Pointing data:
####

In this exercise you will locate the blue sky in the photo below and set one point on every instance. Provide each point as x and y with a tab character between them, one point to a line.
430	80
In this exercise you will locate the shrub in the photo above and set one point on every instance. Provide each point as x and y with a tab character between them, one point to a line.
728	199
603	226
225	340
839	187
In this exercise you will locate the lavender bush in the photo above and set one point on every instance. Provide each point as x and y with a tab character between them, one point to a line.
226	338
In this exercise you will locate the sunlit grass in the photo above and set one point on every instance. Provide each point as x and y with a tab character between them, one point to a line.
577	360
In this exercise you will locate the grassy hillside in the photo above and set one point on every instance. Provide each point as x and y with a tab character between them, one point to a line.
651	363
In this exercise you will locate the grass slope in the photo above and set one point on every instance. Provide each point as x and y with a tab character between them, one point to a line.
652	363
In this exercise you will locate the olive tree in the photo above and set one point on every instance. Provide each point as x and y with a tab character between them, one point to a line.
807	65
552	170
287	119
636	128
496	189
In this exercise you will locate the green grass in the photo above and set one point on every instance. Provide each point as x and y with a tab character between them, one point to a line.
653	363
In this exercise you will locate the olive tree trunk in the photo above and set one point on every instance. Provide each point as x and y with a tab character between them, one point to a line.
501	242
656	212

####

What the task requires ▸ Copy the data above word for word, starting at the line that contains "In this exercise you will locate the green" and continuing to the end of the data.

Completed exercise ▸
In this exercise you will locate the green grass in the photo above and set one point on every instance. Provide each point as x and y with a tab character between them, one point to a line.
653	363
In this exercise you will locate the olive tree trunk in the photo above and set one point on every instance. Provide each point as x and y with a tab character between them, one point to a line.
501	242
656	212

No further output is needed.